Available records:
=======
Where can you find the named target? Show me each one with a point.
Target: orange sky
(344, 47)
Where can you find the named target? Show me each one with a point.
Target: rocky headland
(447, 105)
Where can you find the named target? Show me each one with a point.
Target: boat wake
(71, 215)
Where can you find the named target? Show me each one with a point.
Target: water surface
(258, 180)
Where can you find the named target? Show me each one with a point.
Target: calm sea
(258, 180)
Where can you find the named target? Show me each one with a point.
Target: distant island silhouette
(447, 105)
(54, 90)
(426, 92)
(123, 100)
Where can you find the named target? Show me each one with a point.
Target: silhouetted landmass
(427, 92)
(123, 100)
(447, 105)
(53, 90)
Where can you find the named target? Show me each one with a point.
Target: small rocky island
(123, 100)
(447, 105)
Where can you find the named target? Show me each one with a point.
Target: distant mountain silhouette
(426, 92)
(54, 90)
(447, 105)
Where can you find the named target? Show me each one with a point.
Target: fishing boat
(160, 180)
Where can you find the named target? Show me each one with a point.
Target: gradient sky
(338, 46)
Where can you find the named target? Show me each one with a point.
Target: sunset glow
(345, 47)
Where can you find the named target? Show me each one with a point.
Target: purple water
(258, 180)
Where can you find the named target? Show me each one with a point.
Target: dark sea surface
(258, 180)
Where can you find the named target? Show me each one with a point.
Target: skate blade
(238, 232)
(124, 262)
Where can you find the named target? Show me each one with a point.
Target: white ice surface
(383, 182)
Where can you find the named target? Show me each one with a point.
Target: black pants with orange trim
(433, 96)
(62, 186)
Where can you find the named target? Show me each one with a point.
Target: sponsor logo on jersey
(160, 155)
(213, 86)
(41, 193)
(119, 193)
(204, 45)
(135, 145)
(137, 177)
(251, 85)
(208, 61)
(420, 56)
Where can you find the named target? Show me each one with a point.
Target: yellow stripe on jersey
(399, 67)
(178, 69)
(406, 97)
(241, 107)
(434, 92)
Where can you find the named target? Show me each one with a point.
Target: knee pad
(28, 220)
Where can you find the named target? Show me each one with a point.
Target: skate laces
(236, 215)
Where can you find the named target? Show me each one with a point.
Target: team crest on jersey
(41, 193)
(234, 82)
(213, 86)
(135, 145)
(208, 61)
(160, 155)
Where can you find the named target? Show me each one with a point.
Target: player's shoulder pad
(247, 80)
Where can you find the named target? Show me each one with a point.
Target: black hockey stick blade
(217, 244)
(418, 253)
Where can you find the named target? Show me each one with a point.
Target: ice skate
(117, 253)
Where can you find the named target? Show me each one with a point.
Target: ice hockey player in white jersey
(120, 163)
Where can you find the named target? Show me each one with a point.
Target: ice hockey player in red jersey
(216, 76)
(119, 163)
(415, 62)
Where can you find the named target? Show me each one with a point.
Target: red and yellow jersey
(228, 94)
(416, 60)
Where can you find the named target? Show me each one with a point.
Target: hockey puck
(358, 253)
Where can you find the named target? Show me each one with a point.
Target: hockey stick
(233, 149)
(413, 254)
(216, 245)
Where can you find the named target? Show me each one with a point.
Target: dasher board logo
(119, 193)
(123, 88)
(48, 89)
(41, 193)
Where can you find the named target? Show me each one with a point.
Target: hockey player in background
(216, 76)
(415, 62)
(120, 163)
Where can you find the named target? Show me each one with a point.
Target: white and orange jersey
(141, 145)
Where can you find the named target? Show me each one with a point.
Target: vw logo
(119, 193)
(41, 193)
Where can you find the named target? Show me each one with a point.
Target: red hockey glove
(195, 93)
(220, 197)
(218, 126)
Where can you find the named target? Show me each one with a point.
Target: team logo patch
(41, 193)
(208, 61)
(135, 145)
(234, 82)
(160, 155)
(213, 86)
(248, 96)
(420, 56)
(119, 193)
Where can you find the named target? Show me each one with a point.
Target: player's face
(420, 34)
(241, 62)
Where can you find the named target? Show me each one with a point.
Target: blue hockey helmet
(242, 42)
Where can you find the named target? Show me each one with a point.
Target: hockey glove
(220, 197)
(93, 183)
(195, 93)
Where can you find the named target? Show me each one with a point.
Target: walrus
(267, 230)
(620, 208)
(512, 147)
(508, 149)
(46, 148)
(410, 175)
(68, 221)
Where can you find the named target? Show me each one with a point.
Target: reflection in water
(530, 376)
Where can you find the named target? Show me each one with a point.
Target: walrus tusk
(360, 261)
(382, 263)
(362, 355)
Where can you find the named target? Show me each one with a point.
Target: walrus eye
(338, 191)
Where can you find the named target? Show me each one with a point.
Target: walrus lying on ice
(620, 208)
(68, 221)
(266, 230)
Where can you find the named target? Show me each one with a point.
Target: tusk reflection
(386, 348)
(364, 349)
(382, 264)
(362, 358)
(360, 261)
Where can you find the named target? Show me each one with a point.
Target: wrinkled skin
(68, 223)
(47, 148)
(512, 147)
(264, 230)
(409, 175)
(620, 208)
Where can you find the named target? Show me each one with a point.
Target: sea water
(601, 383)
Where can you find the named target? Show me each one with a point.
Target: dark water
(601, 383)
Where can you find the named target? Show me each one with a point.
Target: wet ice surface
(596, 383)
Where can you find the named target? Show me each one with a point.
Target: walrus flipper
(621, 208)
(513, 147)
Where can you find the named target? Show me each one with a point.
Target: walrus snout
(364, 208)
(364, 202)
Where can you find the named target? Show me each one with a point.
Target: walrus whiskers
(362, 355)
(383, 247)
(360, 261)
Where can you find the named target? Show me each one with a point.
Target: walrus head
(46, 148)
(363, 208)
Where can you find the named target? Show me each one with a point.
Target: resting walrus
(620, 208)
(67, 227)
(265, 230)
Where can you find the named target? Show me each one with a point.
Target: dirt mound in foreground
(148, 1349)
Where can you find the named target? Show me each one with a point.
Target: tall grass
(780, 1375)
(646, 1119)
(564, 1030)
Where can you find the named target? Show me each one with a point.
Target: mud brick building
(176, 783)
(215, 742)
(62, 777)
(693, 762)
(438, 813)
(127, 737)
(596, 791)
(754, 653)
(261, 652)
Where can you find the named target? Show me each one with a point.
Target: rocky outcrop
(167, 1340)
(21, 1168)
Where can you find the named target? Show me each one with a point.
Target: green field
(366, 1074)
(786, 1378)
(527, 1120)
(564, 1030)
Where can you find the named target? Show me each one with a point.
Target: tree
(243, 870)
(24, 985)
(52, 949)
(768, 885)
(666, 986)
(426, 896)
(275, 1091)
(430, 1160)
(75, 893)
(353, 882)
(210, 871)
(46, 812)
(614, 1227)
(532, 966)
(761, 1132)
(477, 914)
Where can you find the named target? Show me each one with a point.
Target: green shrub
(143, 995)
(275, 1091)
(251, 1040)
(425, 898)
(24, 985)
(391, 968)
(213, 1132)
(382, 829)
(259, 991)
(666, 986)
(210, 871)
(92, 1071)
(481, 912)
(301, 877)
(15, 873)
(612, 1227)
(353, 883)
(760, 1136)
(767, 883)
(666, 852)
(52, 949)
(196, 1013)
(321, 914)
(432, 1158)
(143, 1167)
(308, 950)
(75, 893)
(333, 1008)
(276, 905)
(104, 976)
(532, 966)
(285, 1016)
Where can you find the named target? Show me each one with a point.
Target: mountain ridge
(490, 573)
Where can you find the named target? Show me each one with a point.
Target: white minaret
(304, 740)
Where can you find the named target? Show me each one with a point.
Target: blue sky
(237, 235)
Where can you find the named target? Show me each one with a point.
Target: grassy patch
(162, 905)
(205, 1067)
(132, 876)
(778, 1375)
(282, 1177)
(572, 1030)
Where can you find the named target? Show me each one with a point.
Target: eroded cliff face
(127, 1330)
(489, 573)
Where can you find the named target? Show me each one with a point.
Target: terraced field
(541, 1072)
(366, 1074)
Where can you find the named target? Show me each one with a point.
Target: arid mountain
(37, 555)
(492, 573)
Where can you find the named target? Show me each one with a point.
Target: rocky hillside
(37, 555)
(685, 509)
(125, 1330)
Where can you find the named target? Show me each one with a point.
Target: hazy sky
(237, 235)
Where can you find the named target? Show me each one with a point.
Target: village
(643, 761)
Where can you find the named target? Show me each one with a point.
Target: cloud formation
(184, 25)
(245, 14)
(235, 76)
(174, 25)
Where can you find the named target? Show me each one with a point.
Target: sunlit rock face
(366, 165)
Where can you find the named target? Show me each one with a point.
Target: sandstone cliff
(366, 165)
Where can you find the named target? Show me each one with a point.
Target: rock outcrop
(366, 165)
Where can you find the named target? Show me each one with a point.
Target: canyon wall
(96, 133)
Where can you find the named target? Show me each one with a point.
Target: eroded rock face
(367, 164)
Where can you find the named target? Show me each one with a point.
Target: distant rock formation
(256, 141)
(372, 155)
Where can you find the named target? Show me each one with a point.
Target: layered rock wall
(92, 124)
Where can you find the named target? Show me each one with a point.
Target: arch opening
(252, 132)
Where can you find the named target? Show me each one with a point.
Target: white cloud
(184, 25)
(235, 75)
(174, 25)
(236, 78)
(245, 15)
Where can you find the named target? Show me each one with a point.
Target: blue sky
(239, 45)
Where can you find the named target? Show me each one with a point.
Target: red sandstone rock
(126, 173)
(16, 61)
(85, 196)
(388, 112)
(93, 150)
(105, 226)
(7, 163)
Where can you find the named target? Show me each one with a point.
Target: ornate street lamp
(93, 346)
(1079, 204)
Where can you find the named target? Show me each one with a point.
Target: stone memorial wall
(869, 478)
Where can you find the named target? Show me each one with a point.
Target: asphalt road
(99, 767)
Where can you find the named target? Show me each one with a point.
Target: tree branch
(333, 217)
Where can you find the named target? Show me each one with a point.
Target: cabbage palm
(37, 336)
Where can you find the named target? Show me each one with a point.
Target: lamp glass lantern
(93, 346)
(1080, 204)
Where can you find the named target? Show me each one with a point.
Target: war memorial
=======
Your task:
Count the lines in the data above that contain the string "wall", treating uppercase and lowercase letters as different. Reply with the number only.

Completed task:
3